Can you reproduce the data beneath, keeping every line exact?

Excerpted records START

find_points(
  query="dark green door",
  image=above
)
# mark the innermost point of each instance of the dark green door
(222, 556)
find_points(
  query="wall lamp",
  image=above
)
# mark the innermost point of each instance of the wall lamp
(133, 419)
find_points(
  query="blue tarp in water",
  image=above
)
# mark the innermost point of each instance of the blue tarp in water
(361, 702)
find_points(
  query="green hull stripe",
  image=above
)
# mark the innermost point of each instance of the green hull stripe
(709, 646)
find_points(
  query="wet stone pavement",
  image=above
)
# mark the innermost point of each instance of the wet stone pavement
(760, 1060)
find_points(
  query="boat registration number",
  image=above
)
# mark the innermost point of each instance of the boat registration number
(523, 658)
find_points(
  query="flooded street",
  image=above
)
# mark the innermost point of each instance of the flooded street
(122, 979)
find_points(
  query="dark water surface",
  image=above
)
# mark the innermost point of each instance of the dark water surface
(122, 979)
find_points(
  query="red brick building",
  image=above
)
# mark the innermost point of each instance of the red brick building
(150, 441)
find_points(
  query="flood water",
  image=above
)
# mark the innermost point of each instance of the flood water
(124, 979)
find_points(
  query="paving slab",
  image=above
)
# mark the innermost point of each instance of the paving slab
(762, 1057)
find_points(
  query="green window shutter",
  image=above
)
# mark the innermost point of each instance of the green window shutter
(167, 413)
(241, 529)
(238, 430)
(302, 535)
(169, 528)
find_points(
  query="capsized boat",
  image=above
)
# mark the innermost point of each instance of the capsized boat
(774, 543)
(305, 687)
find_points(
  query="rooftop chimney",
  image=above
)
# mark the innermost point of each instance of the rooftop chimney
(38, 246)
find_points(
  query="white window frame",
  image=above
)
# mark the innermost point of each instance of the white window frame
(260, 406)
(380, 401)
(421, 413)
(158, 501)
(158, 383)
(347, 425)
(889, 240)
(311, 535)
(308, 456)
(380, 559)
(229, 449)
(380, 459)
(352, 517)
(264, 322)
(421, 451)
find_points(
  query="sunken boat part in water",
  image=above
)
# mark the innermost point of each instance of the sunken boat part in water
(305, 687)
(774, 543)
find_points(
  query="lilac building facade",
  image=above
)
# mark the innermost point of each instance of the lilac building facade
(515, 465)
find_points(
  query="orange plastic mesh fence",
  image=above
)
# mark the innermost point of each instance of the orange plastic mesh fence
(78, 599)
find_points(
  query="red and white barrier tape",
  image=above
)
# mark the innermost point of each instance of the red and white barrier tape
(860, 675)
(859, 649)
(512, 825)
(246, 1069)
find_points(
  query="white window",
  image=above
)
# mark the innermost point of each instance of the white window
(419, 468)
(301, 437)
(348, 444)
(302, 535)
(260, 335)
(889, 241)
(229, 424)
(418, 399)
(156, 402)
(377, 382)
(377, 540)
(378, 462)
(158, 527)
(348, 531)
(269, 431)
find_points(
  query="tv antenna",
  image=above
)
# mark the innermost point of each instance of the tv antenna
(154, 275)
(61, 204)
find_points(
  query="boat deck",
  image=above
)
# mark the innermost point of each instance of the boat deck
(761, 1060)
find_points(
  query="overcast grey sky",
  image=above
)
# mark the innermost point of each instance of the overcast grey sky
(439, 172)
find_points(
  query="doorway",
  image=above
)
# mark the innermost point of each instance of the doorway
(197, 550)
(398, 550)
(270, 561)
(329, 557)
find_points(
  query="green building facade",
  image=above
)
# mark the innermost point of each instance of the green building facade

Excerpted records END

§ Exercise answer:
find_points(
  query="dark green door",
  image=above
)
# mark the innermost point of each instance of the dark green door
(222, 556)
find_points(
  query="wall lamp",
  image=above
)
# mark the innermost point of each instance of the wall lamp
(133, 419)
find_points(
  query="blue tarp in water",
  image=above
)
# mark the innermost point of each instance of the blue tarp in water
(361, 702)
find_points(
  query="green hull stripe",
  image=above
)
# mark the innermost point of each instance of the green hull stripe
(709, 646)
find_points(
  query="wet stone pavement",
  image=above
)
# mark the innermost point of each instance of the wet stone pavement
(760, 1060)
find_points(
  query="boat registration number",
  image=above
)
# mark the innermost point of each instance of the boat registration number
(523, 658)
find_points(
  query="flooded street",
  image=above
)
# mark the innermost point of each instance of the flooded street
(122, 979)
find_points(
  query="dark water surface",
  image=above
)
# mark the innermost point of each instance of the dark water surface
(122, 979)
find_points(
  query="red brick building",
  image=above
)
# mark the innermost point of each instance of the red brick building
(150, 441)
find_points(
  query="flood water",
  image=above
)
# mark the innermost point of each instance of the flood water
(124, 979)
find_points(
  query="paving slab",
  image=above
)
# mark the innermost point of each instance of the paving slab
(762, 1057)
find_points(
  query="green window shutter",
  image=above
)
# mark the innermost point of each instance of the green window shutter
(167, 413)
(241, 529)
(238, 430)
(302, 535)
(169, 528)
find_points(
  query="capsized boat",
  image=above
)
# mark the innermost point of each instance of the capsized boat
(774, 543)
(305, 687)
find_points(
  query="rooftop chimney",
  image=above
)
# mark the innermost point of each instance of the rooftop chimney
(38, 246)
find_points(
  query="white window frame",
  image=above
)
# mark the innermost point of each instance of the white window frame
(260, 406)
(380, 401)
(421, 413)
(158, 501)
(158, 383)
(347, 425)
(889, 240)
(311, 535)
(308, 456)
(380, 559)
(229, 449)
(380, 459)
(352, 517)
(264, 322)
(421, 451)
find_points(
  query="sunken boat part in water",
  image=above
)
# mark the innermost point of each instance of the sunken boat part in water
(305, 687)
(774, 543)
find_points(
  query="lilac building facade",
  image=above
)
# mark the innermost point of each instance of the lilac building facade
(515, 465)
find_points(
  query="orange plastic mesh fence",
  image=above
)
# mark the innermost point of each instance of the orange plastic mesh fence
(78, 599)
find_points(
  query="red and white barrier tape",
  image=above
)
# mark the innermost point of each instance of the red and white barrier tape
(860, 675)
(859, 649)
(512, 825)
(246, 1069)
find_points(
  query="white window",
  image=above
)
# mark the innermost point of each instance of the white window
(419, 468)
(301, 437)
(348, 444)
(302, 535)
(260, 335)
(889, 241)
(229, 424)
(418, 399)
(156, 402)
(377, 382)
(377, 540)
(378, 462)
(158, 527)
(348, 531)
(269, 431)
find_points(
  query="tv antenna",
  image=above
)
# mark the innermost point of each instance of the tv antenna
(154, 275)
(61, 204)
find_points(
  query="boat deck",
  image=above
)
# mark the innermost point of each instance of the boat deck
(761, 1060)
find_points(
  query="overcast grey sky",
  image=above
)
# mark the innermost point of each instance of the overcast grey sky
(439, 172)
find_points(
  query="doorway",
  image=above
)
# mark the innermost point of each instance of the doorway
(197, 550)
(398, 550)
(270, 561)
(329, 557)
find_points(
  query="green building facade",
  image=above
)
# mark the innermost point of each instance of the green building facade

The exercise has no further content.